Some Chinese enterprises have inquired with U.S. exporters about prices for certain agricultural produce and applied for removal of tariffs on foodstuffs, Xinhua News Agency reported on July 21.

The Customs Tariff Commission of the State Council will organize experts to review the exemption applications submitted by these enterprises, the report said.

This move is in line with the consensus as reached by Chinese President Xi Jinping and his United States counterpart Donald Trump on the sidelines of the G20 Summit held last month in Osaka, Japan.

It followed the recent U.S. announcement about exempting 110 types of Chinese industrial imports from additional tariffs. The United States has also expressed its willingness to urge U.S. businesses to continue supplying Chinese enterprises.

Chinese enterprises are willing to continue importing certain agricultural produce from the U.S. in order to meet domestic demand. Relevant Chinese authorities have expressed hope that the U.S. will meet China halfway and earnestly implement its commitments, the report said.

Marcel Smits, head of corporate strategy at agricultural giant Cargill Inc., said, "Open trade can certainly bring growth opportunities for market players including Cargill, but also benefit China, other participating countries and consumers in the long run."

As China undergoes a new round of its opening-up policy, Cargill will have more chances to work together with Chinese partners to drive agricultural innovation, improve the quality of products and services, raise food safety standards and keep prices low for Chinese consumers, Smits said.

He said Cargill will continue to participate in the upcoming second China International Import Expo in Shanghai and will double the company's booth size, after having had a successful year in 2018.

Bi Jiyao, vice-president of the Beijing-based think tank Chinese Academy of Macroeconomic Research, said China-U.S. economic and trade cooperation is a win-win relationship.

China and the U.S., as the world's two largest economies, can cooperate in a way that can benefit both sides and the world, Bi said. "The global market is large enough for accommodating the common development of China and the U.S.,” the researcher added.

*-*-*

Copy, word for word, the part of the China–U.S. farm trade article that begins at "He said Cargill" and stops after "a win-win relationship.".

INFORMATION GIVEN =

*-*-*

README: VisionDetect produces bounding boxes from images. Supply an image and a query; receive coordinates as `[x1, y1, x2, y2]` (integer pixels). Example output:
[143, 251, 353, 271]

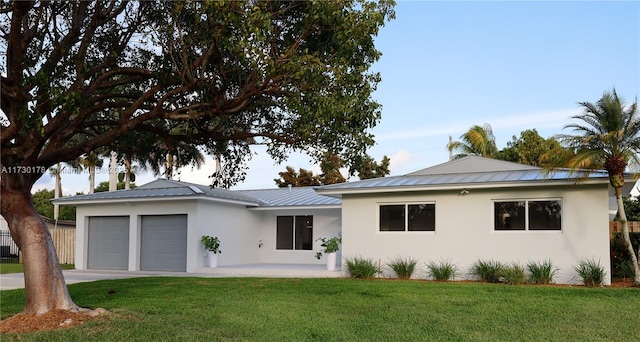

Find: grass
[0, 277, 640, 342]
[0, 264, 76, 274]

*-*-*

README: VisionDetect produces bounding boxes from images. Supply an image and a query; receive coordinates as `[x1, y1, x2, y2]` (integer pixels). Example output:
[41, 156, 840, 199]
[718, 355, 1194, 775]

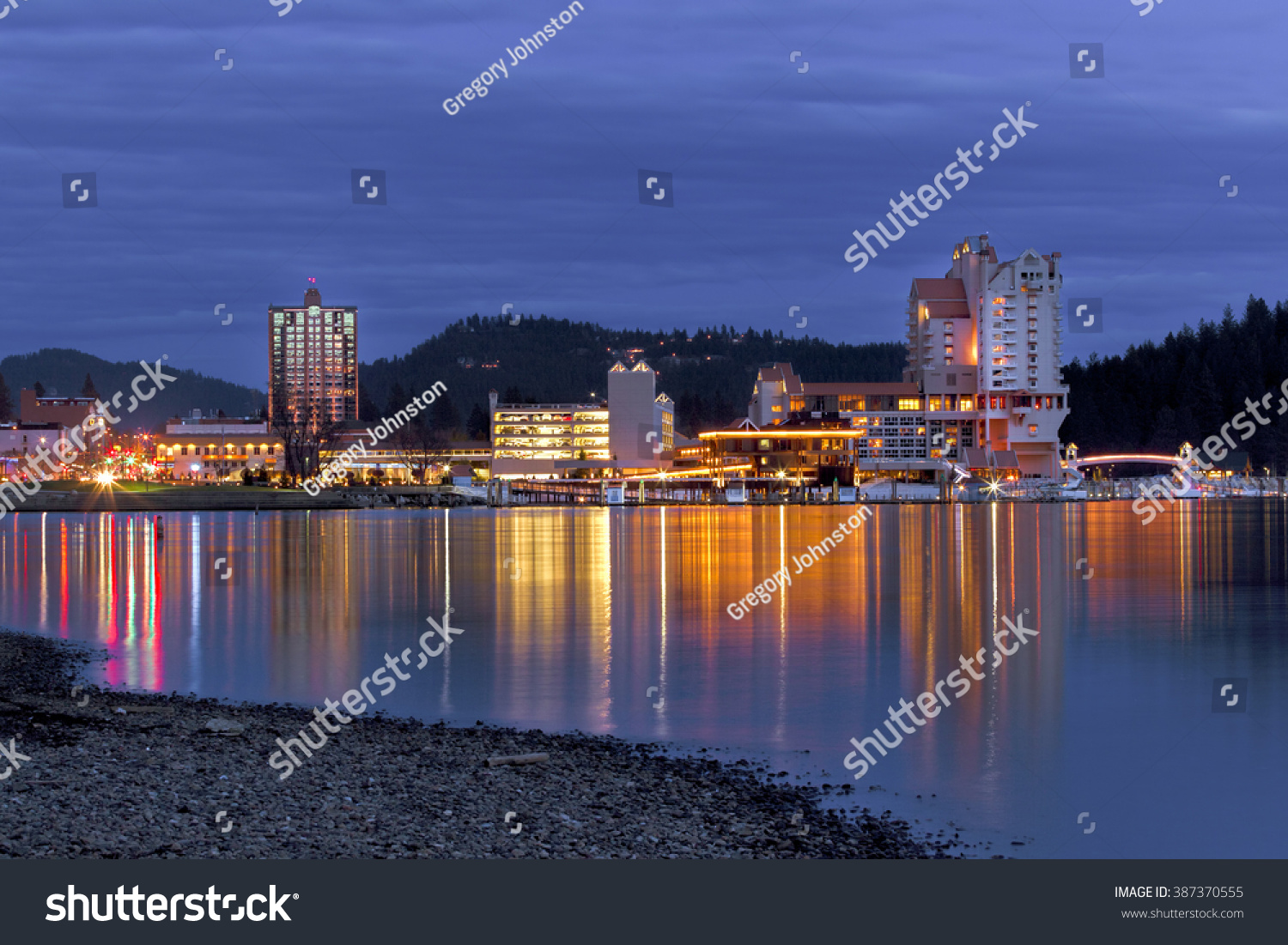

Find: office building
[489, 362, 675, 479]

*-*-*

RESPONSE =
He said Cargill will continue to participate in the upcoming second China International Import Expo in Shanghai and will double the company's booth size, after having had a successful year in 2018.

Bi Jiyao, vice-president of the Beijing-based think tank Chinese Academy of Macroeconomic Research, said China-U.S. economic and trade cooperation is a win-win relationship.